### EXERCISE
Copy out each of the following lines again, word for word and unchanged.

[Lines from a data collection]
···

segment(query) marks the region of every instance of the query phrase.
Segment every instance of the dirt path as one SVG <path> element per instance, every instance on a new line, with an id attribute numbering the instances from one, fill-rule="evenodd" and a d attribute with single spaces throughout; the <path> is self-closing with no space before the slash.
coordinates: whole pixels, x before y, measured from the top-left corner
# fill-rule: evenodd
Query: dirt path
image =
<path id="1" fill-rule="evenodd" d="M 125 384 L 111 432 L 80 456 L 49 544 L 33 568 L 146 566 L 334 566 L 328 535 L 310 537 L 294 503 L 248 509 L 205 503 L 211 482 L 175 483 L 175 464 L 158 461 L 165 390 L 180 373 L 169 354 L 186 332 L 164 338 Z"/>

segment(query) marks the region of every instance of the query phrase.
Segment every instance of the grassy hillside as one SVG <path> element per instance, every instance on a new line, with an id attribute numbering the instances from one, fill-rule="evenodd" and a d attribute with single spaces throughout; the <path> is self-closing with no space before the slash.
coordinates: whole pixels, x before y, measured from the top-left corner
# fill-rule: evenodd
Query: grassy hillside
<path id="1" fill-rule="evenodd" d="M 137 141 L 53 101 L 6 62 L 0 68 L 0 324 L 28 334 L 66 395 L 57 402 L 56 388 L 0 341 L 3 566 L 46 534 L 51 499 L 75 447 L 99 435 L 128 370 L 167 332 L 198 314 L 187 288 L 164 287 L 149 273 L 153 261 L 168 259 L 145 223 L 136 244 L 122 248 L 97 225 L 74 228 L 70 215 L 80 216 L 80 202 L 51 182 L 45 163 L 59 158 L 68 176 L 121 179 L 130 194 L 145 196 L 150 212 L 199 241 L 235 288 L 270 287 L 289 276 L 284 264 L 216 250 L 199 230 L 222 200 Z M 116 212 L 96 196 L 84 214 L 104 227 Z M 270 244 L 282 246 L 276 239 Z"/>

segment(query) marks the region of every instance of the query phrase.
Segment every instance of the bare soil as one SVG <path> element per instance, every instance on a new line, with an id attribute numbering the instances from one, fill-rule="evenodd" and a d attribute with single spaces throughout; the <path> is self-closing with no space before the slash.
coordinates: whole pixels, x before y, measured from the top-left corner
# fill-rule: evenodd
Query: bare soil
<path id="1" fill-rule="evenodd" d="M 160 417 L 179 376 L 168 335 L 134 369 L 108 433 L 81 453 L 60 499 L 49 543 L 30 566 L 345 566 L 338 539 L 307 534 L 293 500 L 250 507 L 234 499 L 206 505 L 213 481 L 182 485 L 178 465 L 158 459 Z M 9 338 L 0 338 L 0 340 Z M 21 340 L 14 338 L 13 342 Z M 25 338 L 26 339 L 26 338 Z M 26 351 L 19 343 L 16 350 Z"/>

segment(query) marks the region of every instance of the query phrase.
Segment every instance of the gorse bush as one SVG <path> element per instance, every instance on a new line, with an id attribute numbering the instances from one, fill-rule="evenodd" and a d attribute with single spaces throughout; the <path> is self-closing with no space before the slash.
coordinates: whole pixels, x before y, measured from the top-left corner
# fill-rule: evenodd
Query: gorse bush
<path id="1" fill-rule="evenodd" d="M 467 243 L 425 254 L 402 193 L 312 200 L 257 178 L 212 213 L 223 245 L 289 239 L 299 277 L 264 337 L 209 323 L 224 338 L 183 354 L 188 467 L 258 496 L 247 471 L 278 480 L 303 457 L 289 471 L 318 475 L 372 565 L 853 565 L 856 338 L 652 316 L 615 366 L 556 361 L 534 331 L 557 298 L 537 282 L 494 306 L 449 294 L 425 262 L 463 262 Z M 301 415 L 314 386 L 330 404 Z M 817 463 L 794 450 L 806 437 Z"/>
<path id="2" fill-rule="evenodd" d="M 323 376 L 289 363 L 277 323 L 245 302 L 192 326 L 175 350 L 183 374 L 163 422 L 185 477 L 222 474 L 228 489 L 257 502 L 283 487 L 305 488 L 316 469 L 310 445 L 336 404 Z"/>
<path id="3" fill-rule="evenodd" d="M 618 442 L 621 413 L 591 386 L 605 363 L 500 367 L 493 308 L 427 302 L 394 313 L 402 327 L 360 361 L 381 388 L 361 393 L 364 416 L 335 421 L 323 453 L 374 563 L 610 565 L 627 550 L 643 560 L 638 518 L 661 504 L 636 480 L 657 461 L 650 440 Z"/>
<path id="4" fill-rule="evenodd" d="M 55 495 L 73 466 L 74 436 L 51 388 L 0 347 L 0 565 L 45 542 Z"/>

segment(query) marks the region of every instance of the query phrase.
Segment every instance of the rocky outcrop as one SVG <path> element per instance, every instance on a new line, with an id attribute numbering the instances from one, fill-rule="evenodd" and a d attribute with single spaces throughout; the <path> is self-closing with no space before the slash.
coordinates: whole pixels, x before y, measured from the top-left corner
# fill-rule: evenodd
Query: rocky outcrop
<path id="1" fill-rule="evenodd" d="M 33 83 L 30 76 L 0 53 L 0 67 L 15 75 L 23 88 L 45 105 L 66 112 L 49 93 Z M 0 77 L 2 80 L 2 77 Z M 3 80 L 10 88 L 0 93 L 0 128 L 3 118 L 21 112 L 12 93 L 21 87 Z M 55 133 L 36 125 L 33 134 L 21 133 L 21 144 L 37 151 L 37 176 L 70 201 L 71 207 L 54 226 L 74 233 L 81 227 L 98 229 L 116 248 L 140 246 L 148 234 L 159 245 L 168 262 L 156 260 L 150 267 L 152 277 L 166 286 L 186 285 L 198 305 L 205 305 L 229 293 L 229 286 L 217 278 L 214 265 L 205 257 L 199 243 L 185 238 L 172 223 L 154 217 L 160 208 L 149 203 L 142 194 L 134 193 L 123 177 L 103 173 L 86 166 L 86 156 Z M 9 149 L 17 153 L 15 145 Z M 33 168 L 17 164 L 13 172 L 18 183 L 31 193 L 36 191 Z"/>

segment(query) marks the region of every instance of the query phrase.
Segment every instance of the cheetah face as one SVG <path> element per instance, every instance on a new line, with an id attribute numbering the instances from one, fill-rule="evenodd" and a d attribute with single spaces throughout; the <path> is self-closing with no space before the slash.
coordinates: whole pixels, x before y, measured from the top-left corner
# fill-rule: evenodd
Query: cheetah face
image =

···

### TASK RESPONSE
segment(query) marks the region of every instance of the query phrase.
Segment every instance of the dirt path as one SVG <path> element per instance, every instance on a new line, with an id attribute numbering the instances from one, fill-rule="evenodd" and a d attribute with single spaces throughout; the <path> is self-closing with no space before the slash.
coordinates: whole pixels, x before y, measured from the top-left corner
# fill-rule: evenodd
Query: dirt path
image =
<path id="1" fill-rule="evenodd" d="M 125 384 L 111 432 L 80 456 L 49 544 L 33 568 L 146 566 L 334 566 L 328 535 L 310 537 L 294 503 L 248 509 L 205 503 L 211 482 L 175 483 L 175 464 L 158 461 L 165 390 L 180 373 L 169 354 L 186 332 L 164 338 Z"/>

segment(query) marks the region of every instance of the query phrase.
Segment every instance of the grassy hillside as one SVG <path> element per instance, every instance on a new line, with an id attribute numbering the instances from one, fill-rule="evenodd" and a d attribute with single spaces throughout; the <path> is self-closing with no space before the slash.
coordinates: whole pixels, x before y, measured from the top-left corner
# fill-rule: evenodd
Query: grassy hillside
<path id="1" fill-rule="evenodd" d="M 137 141 L 53 101 L 6 62 L 0 68 L 0 324 L 28 334 L 66 395 L 57 402 L 56 388 L 0 341 L 3 566 L 46 534 L 51 499 L 75 447 L 99 435 L 128 370 L 167 332 L 198 314 L 187 288 L 164 287 L 149 273 L 153 261 L 168 259 L 145 223 L 136 244 L 122 248 L 97 225 L 74 228 L 70 215 L 80 216 L 80 202 L 51 182 L 45 163 L 59 158 L 68 176 L 121 179 L 130 194 L 145 196 L 150 212 L 199 241 L 235 288 L 270 287 L 289 276 L 284 264 L 216 250 L 199 230 L 222 200 Z M 116 212 L 96 196 L 84 214 L 104 227 Z M 270 244 L 282 246 L 276 239 Z"/>

segment(query) marks the region of every instance of the query phrase.
Segment every instance of the bare soil as one SVG <path> element per instance, every instance on a new line, with an id attribute numbering the instances from one, fill-rule="evenodd" and a d attribute with single spaces throughout; the <path> is self-closing with no space before the slash.
coordinates: whole pixels, x before y, measured from the top-left corner
# fill-rule: evenodd
Query: bare soil
<path id="1" fill-rule="evenodd" d="M 160 417 L 179 376 L 168 335 L 134 369 L 108 433 L 81 453 L 60 499 L 49 543 L 30 566 L 345 566 L 338 539 L 307 534 L 293 500 L 250 507 L 234 499 L 206 505 L 213 481 L 182 485 L 178 465 L 158 459 Z M 9 338 L 0 338 L 0 340 Z M 21 340 L 14 338 L 13 342 Z M 25 338 L 26 339 L 26 338 Z M 26 351 L 19 343 L 16 350 Z"/>

segment(query) marks the region of every instance of the query phrase.
Segment every instance of the gorse bush as one SVG <path> element per instance, every instance on a new line, with an id attribute numbering the instances from one, fill-rule="evenodd" and a d attribute with single spaces throughout; the <path> is self-closing with no space before the slash.
coordinates: whole pixels, x before y, measured from the top-left corner
# fill-rule: evenodd
Query: gorse bush
<path id="1" fill-rule="evenodd" d="M 467 243 L 425 254 L 402 193 L 312 200 L 257 178 L 212 213 L 223 245 L 289 239 L 299 277 L 264 337 L 209 323 L 224 338 L 183 354 L 188 467 L 258 496 L 247 471 L 278 480 L 303 457 L 289 471 L 318 475 L 372 565 L 853 565 L 856 338 L 652 316 L 615 366 L 556 361 L 534 331 L 557 298 L 537 282 L 494 306 L 449 294 L 425 262 L 463 262 Z M 301 415 L 314 386 L 330 404 Z M 817 463 L 794 450 L 806 437 Z"/>
<path id="2" fill-rule="evenodd" d="M 323 376 L 289 363 L 277 323 L 245 302 L 192 326 L 175 350 L 183 374 L 163 422 L 185 477 L 222 474 L 228 489 L 257 502 L 283 487 L 305 488 L 316 469 L 310 445 L 336 404 Z"/>
<path id="3" fill-rule="evenodd" d="M 618 442 L 621 413 L 591 386 L 605 363 L 500 367 L 493 308 L 427 302 L 394 313 L 402 327 L 360 361 L 381 388 L 361 393 L 364 416 L 335 421 L 323 453 L 374 563 L 610 565 L 627 550 L 643 560 L 638 518 L 661 504 L 636 480 L 657 461 L 650 440 Z"/>
<path id="4" fill-rule="evenodd" d="M 55 495 L 73 466 L 74 436 L 51 388 L 0 347 L 0 565 L 45 542 Z"/>

segment(query) marks the region of every instance of the query phrase.
Segment every instance of the rocky outcrop as one SVG <path> element per instance, every instance on a new line, with an id attribute numbering the instances from one, fill-rule="evenodd" and a d attribute with single spaces throughout; the <path> is self-closing with no space before the slash.
coordinates: whole pixels, x before y, measured from the top-left corner
# fill-rule: evenodd
Query: rocky outcrop
<path id="1" fill-rule="evenodd" d="M 33 83 L 30 76 L 0 53 L 0 67 L 15 75 L 23 88 L 45 105 L 66 112 L 49 93 Z M 0 77 L 2 80 L 2 77 Z M 3 80 L 10 88 L 0 93 L 0 128 L 3 118 L 21 112 L 12 93 L 21 87 Z M 55 133 L 36 125 L 33 134 L 21 133 L 21 144 L 37 151 L 37 176 L 70 201 L 71 207 L 54 226 L 74 233 L 81 227 L 98 229 L 116 248 L 140 246 L 148 234 L 159 245 L 168 262 L 156 260 L 150 267 L 152 277 L 166 286 L 186 285 L 198 305 L 205 305 L 229 293 L 229 286 L 217 278 L 214 265 L 205 257 L 199 243 L 185 238 L 172 223 L 154 217 L 160 208 L 149 203 L 142 194 L 134 193 L 123 177 L 103 173 L 86 166 L 86 156 Z M 9 149 L 17 153 L 15 145 Z M 33 168 L 17 164 L 13 172 L 18 183 L 31 193 L 36 191 Z"/>

segment(query) marks the region of every instance of the query phrase.
Segment every instance of the cheetah face as one SVG <path> element per instance, every instance on a new line, with an id attribute numbering the instances from one, fill-rule="evenodd" and a d attribute with single spaces throughout; the <path> is self-closing with no space before the slash.
coordinates: whole pixels, x before y, measured from the top-left corner
# fill-rule: evenodd
Query: cheetah face
image =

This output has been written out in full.